Present the lines below as a numbered list, omitting any blank lines.

Lines of data:
---+---

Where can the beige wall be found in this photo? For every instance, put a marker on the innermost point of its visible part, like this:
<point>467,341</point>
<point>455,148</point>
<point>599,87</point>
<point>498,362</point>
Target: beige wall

---+---

• _ANSWER IN FULL_
1. Where can the beige wall be found in this photo? For every instance, put a marker on the innermost point of its visible part, like this:
2. <point>467,341</point>
3. <point>455,148</point>
4. <point>599,87</point>
5. <point>498,362</point>
6. Target: beige wall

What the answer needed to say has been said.